The Kurt Lischka file

Only in thriller novels do the Nazis live under the threat of discovery, trembling at every creak of the door in far-flung Patagonia. The reality is quite different. Apart from the arrest of Eichmann, which was organised and executed by the Israeli services, the actions against Nazi criminals were taken based on files, not clandestine manhunts. Following a painstaking inquiry, the brutal Kurt Lischka was confronted with his crimes and condemned at the Cologne trial in 1980.

Corps 1

Cologne, 1971

On 21 February, we are ready for action in Cologne. We park our car opposite Lischka's apartment (see slideshow). We decide to ring his doorbell. No doubt looking out of the window and seeing a cameraman, he prefers not to answer. So we ring the doorbells of all the apartments in the building, and several open the front door, saying: ”Mr Lischka is on the third floor.” His door opens. After introducing ourselves as a journalist and his interpreter, we question him: ”Do you admit that you occupied the posts of deputy head of the SIPO-SD in France and chief of the security police in Paris, that you were one of the main people responsible for anti-Jewish persecution in France, that you were the head of the Jewish service of the Gestapo in the Reich in 1938?” ”Would you like to see the orders you signed yourself? You may think they were destroyed; but the archives of the Gestapo's Jewish service are still conserved at the Centre of Contemporary Jewish Documentation (CDJC) in Paris, and your signature is on the bottom of several documents. You will be judged and, I hope, condemned.”

◆ SUPPLIED DATA ◆
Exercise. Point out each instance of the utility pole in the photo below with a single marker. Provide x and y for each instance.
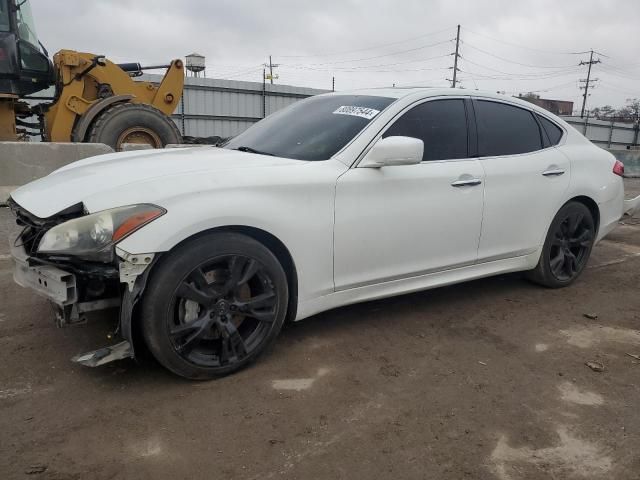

◆ WHAT TO WORK ON ◆
Check each statement against the Kurt Lischka file above and answer yes or no, quoting the words from it that decide: (a) Eichmann's arrest was organized and carried out by the Israeli services. (b) When the doorbell first rang, Lischka answered it. (c) Lischka was condemned at the Cologne trial in 1980.

◆ RESULT FOR THIS EXERCISE ◆
(a) Yes: "Apart from the arrest of Eichmann, which was organised and executed by the Israeli services"
(b) No: "he prefers not to answer."
(c) Yes: "the brutal Kurt Lischka was confronted with his crimes and condemned at the Cologne trial in 1980."